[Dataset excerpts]

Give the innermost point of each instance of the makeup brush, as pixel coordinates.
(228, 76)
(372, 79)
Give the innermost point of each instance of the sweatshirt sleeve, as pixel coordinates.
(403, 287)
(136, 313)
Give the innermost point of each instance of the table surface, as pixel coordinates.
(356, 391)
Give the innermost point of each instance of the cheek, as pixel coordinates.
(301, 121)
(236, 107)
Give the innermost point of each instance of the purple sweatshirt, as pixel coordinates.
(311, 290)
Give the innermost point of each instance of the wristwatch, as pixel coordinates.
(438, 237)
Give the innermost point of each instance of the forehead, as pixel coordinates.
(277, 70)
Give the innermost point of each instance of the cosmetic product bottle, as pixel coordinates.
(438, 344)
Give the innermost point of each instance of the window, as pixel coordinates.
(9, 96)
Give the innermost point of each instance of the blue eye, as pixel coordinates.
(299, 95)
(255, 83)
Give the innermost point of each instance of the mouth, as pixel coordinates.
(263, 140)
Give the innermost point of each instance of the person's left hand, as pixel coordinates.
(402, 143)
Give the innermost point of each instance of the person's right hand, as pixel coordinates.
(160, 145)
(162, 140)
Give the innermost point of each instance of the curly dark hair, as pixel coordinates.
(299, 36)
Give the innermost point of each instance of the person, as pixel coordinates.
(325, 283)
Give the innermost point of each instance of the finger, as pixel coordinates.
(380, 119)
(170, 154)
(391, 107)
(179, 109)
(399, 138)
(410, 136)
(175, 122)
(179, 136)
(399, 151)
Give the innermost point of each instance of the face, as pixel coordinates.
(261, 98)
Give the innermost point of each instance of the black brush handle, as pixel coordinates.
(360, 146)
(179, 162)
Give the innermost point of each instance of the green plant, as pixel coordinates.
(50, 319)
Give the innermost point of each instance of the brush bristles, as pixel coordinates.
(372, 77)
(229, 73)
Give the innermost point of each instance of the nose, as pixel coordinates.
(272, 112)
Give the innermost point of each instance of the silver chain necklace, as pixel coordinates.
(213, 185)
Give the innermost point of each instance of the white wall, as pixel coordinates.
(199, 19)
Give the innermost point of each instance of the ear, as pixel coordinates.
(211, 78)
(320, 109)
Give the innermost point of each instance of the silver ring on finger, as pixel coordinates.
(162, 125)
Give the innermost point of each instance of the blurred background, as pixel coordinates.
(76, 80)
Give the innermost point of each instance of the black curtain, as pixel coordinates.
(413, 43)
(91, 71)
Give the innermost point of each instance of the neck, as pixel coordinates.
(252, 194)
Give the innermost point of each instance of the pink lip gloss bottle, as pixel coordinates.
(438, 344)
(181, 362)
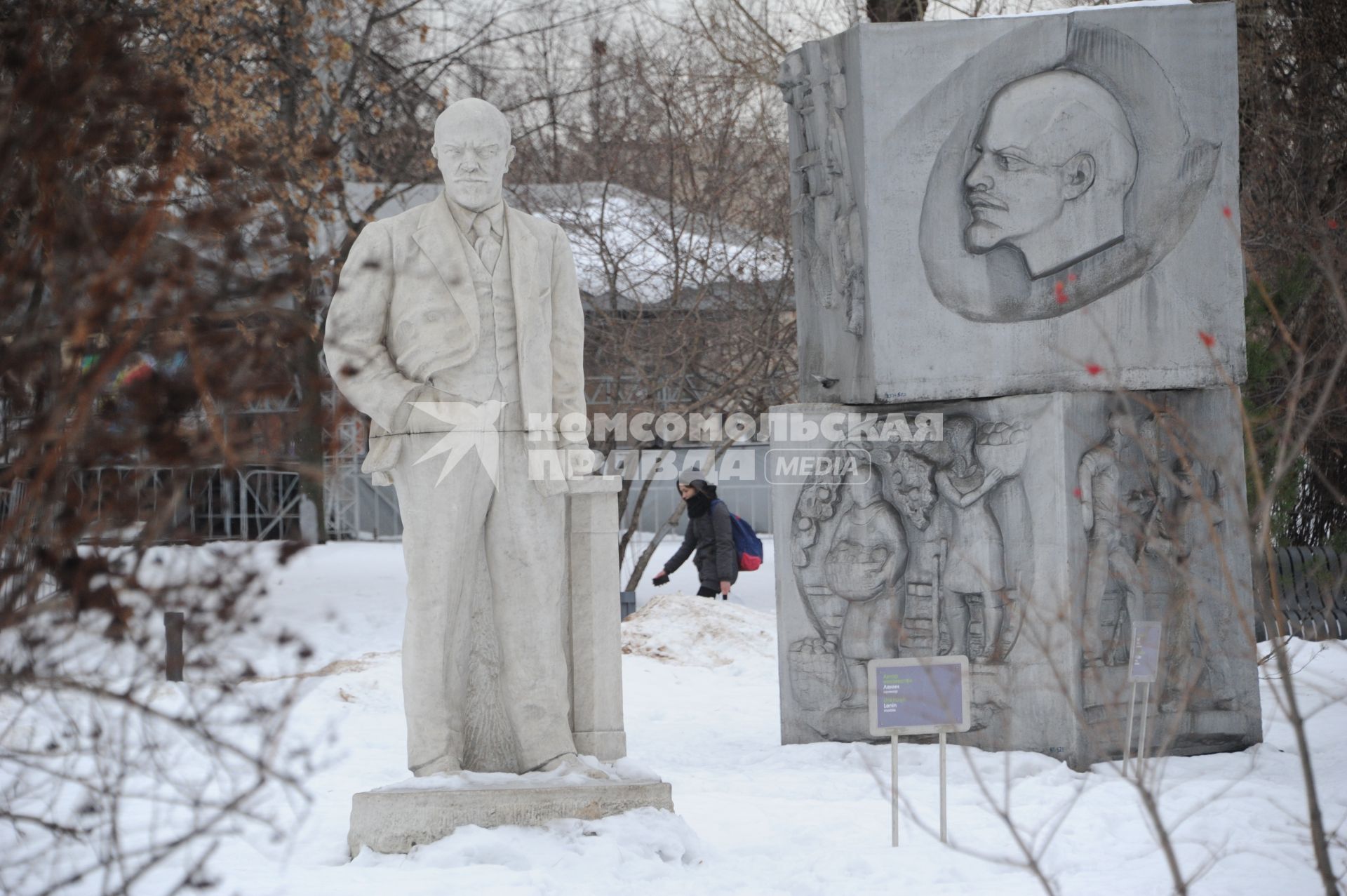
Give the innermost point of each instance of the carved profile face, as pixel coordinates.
(909, 488)
(473, 150)
(1055, 159)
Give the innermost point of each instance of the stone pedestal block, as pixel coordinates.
(1027, 535)
(991, 206)
(596, 619)
(394, 821)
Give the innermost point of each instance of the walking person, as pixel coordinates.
(710, 533)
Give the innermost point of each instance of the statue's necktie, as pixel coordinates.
(485, 241)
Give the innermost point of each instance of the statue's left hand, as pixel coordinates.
(579, 461)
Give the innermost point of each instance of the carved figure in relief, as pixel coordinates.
(1068, 173)
(1055, 159)
(865, 566)
(1190, 676)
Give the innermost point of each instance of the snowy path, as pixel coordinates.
(755, 817)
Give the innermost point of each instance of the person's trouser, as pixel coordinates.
(1108, 561)
(445, 527)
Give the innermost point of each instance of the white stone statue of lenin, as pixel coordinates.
(457, 326)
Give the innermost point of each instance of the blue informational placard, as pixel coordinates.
(1145, 653)
(919, 695)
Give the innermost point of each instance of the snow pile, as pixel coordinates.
(698, 631)
(635, 848)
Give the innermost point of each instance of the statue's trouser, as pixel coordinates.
(524, 534)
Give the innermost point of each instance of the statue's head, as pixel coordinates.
(861, 480)
(473, 150)
(1055, 161)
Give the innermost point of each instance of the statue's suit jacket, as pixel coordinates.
(406, 310)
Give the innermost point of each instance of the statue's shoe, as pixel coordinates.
(572, 764)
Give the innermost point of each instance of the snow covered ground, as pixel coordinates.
(755, 817)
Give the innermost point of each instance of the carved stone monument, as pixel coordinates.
(458, 329)
(1032, 212)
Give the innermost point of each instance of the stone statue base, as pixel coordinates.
(991, 518)
(396, 818)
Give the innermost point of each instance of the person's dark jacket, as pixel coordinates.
(711, 537)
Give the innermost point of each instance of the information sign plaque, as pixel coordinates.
(1145, 653)
(919, 695)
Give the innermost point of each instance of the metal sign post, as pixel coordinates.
(1143, 669)
(919, 695)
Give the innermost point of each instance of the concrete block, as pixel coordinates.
(395, 821)
(993, 206)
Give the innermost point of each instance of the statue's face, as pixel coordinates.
(1012, 189)
(473, 152)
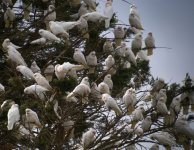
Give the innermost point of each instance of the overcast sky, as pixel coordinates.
(172, 23)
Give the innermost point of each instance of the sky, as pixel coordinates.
(172, 23)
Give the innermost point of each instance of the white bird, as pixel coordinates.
(50, 15)
(134, 11)
(135, 22)
(13, 116)
(137, 115)
(42, 81)
(119, 34)
(62, 70)
(68, 25)
(15, 56)
(88, 138)
(103, 88)
(108, 11)
(40, 41)
(48, 72)
(79, 57)
(129, 98)
(7, 42)
(91, 4)
(48, 35)
(94, 16)
(32, 117)
(34, 67)
(154, 147)
(108, 81)
(109, 62)
(130, 56)
(164, 138)
(161, 107)
(146, 124)
(26, 72)
(142, 55)
(136, 44)
(9, 18)
(150, 43)
(57, 29)
(37, 91)
(111, 104)
(108, 46)
(91, 60)
(82, 90)
(2, 88)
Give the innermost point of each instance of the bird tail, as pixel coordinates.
(150, 52)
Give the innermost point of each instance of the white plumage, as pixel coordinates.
(13, 116)
(36, 90)
(108, 11)
(79, 57)
(88, 137)
(111, 104)
(150, 43)
(26, 72)
(42, 81)
(32, 117)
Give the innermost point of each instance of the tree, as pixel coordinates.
(118, 114)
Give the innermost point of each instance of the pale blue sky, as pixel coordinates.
(172, 23)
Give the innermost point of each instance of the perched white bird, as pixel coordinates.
(129, 98)
(79, 57)
(94, 16)
(9, 18)
(137, 115)
(32, 117)
(91, 60)
(88, 138)
(34, 67)
(134, 11)
(161, 107)
(108, 81)
(142, 55)
(13, 116)
(48, 72)
(108, 11)
(164, 138)
(68, 25)
(37, 91)
(7, 42)
(154, 147)
(57, 29)
(62, 70)
(42, 81)
(111, 104)
(146, 124)
(109, 62)
(91, 4)
(135, 22)
(15, 56)
(150, 43)
(26, 72)
(119, 34)
(2, 88)
(130, 56)
(103, 88)
(108, 46)
(50, 15)
(48, 35)
(82, 90)
(136, 44)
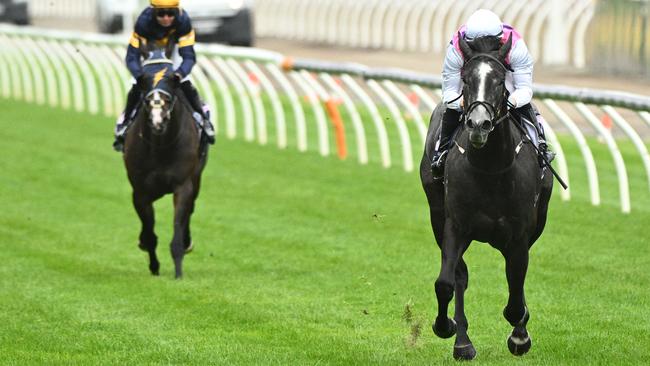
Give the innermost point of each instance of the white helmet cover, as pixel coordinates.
(483, 23)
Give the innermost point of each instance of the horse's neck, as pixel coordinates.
(499, 151)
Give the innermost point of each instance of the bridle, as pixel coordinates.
(492, 111)
(160, 103)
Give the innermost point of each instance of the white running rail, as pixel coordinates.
(311, 105)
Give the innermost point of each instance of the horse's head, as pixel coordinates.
(484, 91)
(159, 86)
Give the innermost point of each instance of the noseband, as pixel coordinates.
(492, 111)
(171, 97)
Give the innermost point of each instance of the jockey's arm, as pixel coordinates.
(186, 51)
(133, 56)
(521, 63)
(451, 81)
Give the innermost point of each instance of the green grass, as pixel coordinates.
(299, 260)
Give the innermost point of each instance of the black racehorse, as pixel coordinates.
(493, 191)
(163, 154)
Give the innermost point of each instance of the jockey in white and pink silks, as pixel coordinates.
(519, 81)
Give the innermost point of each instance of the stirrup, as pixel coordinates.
(118, 144)
(438, 164)
(549, 155)
(209, 131)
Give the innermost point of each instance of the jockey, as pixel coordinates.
(519, 81)
(162, 22)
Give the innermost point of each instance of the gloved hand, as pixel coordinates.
(140, 80)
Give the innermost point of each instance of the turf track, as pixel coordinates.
(299, 260)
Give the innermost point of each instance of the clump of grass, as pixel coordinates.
(407, 316)
(415, 325)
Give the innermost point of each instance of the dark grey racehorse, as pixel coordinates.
(493, 191)
(162, 155)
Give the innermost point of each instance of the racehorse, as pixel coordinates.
(163, 154)
(493, 191)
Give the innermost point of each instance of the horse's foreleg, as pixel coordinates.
(189, 246)
(516, 312)
(183, 206)
(452, 249)
(463, 348)
(148, 239)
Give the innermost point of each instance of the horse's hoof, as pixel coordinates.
(519, 346)
(464, 353)
(444, 327)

● Goal of the exercise:
Please return exactly the lines from the one containing "Give the innermost point of each instance of the turf" through the end of the entries above, adding no other line.

● Your solution:
Give the innermost point of each instance of the turf track, as pixel coordinates.
(299, 260)
Give the innermost point of each instance of the clump of grass, as pixel coordinates.
(407, 316)
(415, 325)
Give the innermost point of each instance of the dark grey racehorse, as pixel coordinates.
(493, 191)
(162, 155)
Give the innermost point of each instance of the racehorse, as pixel coordinates.
(163, 154)
(493, 191)
Give the innermost point of each instance of the horse's foreleg, as pixel coordinates.
(189, 246)
(516, 312)
(183, 206)
(452, 249)
(463, 348)
(148, 239)
Give the innermost point of each instance of the horse's hoof, as pixel coordinates.
(519, 346)
(464, 353)
(444, 327)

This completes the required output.